## start
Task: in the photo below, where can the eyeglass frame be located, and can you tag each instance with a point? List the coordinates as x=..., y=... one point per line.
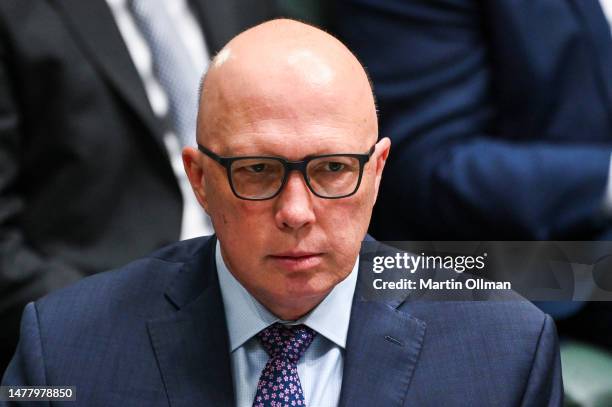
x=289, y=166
## end
## start
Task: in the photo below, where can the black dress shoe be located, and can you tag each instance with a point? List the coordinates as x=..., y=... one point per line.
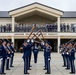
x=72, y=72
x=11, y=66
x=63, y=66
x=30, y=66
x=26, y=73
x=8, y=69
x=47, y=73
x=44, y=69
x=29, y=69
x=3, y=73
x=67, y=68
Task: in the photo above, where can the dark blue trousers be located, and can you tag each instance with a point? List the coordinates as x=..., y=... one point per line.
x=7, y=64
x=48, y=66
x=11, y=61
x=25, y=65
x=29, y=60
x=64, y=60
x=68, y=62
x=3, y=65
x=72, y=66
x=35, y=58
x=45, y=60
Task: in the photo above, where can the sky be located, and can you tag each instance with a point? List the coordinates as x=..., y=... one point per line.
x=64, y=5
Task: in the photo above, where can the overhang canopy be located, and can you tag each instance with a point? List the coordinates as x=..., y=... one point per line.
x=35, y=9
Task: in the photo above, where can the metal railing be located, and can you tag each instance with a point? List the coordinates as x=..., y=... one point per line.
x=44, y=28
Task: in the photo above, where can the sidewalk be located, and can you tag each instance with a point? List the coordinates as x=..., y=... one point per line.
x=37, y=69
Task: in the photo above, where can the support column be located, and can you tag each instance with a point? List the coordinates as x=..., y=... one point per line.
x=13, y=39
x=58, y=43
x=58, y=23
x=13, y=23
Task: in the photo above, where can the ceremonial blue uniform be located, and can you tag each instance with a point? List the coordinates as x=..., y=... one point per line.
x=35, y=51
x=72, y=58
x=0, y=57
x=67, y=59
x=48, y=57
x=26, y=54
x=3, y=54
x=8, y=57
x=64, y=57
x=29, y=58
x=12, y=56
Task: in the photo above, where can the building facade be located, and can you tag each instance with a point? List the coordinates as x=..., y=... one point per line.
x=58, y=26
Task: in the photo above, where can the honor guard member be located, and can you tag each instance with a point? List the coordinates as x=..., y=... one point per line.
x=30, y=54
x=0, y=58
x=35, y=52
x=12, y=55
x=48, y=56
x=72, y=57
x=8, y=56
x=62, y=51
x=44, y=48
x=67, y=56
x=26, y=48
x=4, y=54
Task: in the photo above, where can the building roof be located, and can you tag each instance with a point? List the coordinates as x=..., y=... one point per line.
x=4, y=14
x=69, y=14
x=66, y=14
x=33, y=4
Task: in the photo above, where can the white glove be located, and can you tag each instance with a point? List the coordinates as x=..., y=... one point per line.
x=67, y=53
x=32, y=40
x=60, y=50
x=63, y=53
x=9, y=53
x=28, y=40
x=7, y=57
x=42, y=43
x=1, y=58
## end
## start
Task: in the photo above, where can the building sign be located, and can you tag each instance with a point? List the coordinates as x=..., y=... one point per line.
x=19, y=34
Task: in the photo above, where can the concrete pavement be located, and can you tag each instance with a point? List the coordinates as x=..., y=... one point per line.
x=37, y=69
## end
Could you rewrite everything from the line containing "Task: in the photo below, where can the eyeglass" down to the line containing "x=289, y=166", putting "spectacle frame" in place of "eyeglass frame" and keeping everything else the same? Leave out the pictures.

◆ Answer:
Task: in the photo below, where can the spectacle frame be located, and can you tag each instance with a point? List the coordinates as x=..., y=... one point per line.
x=289, y=166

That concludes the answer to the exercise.